▸ **WHAT NEEDS TO BE DONE**: Could the lines from the one with "Objective — for every instance of the stack" through the end of the listing be restated exactly, with nothing else included?

▸ **DATASET RECORDS**:
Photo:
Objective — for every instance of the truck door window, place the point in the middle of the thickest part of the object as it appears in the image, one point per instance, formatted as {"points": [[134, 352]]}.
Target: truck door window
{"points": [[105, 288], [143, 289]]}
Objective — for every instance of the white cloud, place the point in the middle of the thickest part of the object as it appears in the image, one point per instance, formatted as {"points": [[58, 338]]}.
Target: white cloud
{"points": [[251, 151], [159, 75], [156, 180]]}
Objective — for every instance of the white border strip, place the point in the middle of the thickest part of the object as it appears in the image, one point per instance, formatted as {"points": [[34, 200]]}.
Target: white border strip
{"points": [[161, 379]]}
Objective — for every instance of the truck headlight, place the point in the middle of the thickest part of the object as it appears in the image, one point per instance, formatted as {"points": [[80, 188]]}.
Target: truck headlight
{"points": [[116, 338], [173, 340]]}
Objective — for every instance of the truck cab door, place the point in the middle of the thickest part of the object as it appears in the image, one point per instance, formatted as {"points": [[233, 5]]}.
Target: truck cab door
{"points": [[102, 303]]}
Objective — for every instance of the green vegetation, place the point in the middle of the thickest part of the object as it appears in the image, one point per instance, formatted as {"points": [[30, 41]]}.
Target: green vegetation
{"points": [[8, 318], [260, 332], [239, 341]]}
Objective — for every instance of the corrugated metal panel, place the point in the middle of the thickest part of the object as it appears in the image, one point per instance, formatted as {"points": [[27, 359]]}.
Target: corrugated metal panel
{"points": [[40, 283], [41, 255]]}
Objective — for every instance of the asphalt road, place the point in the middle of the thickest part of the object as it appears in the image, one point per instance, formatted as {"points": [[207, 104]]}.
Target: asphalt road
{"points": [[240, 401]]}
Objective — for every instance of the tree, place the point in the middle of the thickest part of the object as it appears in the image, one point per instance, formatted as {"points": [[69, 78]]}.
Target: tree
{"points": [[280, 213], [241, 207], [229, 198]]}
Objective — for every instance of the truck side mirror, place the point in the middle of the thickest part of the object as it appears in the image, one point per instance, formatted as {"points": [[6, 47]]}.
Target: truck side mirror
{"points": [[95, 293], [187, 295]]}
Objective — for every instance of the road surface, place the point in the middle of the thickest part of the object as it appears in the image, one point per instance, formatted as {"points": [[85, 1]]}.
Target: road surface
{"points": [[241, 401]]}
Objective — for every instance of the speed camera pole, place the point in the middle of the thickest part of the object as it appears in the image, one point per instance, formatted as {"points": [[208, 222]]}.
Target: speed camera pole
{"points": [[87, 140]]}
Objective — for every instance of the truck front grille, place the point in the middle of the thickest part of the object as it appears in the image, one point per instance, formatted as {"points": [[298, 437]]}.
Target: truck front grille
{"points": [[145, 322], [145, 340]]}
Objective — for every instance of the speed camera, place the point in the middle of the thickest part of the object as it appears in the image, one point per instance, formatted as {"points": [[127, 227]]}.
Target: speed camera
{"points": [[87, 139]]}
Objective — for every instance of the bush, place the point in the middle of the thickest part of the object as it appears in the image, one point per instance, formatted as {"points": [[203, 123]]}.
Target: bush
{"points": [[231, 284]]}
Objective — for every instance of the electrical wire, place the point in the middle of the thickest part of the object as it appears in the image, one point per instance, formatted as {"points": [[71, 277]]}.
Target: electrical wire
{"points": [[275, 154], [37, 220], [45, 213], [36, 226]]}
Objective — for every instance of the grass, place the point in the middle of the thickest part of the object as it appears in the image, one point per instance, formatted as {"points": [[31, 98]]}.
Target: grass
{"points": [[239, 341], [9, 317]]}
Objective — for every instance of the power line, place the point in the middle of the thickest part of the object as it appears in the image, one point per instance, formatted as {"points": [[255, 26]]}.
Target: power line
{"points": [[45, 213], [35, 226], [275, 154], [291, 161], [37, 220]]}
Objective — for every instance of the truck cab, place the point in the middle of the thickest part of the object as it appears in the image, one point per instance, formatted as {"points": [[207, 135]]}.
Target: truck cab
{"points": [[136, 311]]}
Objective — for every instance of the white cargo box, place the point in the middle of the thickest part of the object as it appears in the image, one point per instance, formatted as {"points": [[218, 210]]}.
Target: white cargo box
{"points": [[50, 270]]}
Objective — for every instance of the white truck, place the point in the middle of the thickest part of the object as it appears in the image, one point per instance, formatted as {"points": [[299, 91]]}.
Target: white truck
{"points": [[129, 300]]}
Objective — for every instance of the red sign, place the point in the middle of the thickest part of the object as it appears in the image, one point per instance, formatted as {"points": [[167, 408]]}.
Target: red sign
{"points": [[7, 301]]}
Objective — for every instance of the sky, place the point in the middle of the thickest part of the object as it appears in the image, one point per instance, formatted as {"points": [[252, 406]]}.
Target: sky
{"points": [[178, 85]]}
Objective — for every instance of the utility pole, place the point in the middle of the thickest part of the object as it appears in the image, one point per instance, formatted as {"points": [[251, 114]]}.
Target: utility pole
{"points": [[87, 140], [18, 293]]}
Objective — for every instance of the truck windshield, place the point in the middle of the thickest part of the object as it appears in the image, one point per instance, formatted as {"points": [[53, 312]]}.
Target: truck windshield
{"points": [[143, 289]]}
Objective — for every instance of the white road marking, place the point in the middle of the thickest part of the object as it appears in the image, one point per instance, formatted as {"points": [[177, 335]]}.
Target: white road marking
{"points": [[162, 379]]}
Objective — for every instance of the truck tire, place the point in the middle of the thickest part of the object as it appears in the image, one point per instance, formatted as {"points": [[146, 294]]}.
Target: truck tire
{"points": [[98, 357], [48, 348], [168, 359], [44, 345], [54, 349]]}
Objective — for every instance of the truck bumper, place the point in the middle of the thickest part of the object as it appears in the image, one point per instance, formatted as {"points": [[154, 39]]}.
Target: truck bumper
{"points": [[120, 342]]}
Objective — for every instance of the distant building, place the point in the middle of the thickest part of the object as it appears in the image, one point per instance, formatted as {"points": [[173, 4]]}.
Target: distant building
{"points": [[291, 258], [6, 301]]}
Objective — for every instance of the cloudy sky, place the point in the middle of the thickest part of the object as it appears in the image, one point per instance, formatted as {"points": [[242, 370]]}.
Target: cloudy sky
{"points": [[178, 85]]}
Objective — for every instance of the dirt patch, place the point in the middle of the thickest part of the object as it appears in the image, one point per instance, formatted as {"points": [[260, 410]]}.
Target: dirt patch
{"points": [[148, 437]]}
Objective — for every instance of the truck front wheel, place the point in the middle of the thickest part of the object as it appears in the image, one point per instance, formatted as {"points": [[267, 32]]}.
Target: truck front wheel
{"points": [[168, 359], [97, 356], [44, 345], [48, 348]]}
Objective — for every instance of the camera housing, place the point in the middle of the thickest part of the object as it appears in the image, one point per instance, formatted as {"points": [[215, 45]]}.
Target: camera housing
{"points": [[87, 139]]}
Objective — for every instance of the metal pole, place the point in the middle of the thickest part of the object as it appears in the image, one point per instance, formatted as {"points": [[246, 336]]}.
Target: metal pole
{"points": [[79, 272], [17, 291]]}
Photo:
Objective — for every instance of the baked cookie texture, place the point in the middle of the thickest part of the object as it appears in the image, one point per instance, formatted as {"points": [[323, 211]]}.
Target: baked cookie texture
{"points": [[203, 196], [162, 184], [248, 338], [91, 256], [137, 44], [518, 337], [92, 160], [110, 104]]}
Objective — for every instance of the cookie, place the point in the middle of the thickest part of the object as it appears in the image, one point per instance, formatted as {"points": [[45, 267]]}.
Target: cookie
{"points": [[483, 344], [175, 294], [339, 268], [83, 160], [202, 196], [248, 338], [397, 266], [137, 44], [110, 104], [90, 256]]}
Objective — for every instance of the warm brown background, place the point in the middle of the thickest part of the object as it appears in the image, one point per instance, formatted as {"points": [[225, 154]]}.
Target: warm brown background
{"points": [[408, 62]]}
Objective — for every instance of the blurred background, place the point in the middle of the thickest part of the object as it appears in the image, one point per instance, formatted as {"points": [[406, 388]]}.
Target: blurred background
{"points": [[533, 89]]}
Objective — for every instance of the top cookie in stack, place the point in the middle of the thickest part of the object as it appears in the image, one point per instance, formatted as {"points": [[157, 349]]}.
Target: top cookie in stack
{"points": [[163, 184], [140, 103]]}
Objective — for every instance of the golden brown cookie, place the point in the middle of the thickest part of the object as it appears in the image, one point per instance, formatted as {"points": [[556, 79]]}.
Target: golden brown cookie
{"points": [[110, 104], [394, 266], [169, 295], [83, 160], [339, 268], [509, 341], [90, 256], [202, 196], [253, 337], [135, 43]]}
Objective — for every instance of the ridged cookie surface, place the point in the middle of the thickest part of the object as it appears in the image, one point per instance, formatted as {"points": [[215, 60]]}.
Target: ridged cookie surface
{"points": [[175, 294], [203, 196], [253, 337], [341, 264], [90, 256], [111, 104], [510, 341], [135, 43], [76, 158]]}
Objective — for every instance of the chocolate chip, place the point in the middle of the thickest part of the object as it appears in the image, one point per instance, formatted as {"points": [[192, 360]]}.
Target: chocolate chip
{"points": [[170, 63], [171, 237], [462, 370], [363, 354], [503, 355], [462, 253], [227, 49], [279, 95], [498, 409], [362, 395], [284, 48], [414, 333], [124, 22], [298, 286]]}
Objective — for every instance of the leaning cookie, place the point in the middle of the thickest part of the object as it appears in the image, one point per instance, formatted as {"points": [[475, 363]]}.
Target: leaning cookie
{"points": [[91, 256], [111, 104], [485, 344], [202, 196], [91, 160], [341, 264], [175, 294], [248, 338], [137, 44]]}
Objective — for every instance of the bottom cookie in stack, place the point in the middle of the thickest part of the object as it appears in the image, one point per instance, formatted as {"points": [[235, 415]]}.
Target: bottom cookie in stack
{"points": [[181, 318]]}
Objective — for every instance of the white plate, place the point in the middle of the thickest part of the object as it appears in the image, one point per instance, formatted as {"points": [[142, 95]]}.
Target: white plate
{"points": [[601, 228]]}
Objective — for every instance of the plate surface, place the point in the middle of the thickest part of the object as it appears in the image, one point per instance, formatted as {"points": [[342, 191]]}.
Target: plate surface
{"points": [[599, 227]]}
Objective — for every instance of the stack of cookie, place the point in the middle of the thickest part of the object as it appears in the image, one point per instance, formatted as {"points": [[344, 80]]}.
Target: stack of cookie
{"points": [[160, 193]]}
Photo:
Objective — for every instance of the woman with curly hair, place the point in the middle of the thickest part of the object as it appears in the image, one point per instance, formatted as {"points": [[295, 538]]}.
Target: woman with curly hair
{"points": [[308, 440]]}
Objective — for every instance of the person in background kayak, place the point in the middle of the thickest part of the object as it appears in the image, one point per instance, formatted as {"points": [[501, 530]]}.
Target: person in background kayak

▸ **SOLUTION FOR THIS EXERCISE**:
Objective — for every instance of the stack of cookie, place the point in the middle of the thickest part of the object as it appears in the image, one point per instance, formatted as {"points": [[344, 80]]}.
Target: stack of cookie
{"points": [[160, 193]]}
Photo:
Objective — for every instance of the woman with curly hair, place the point in the middle of the thickest part of the object as it appears in the image, one point per instance, formatted as {"points": [[295, 538]]}.
Target: woman with curly hair
{"points": [[308, 440]]}
Objective — for every instance of the person in background kayak, place the point in the middle of the thickest part of the object as it appears in the image, one point per instance, formatted as {"points": [[501, 530]]}.
Target: person in background kayak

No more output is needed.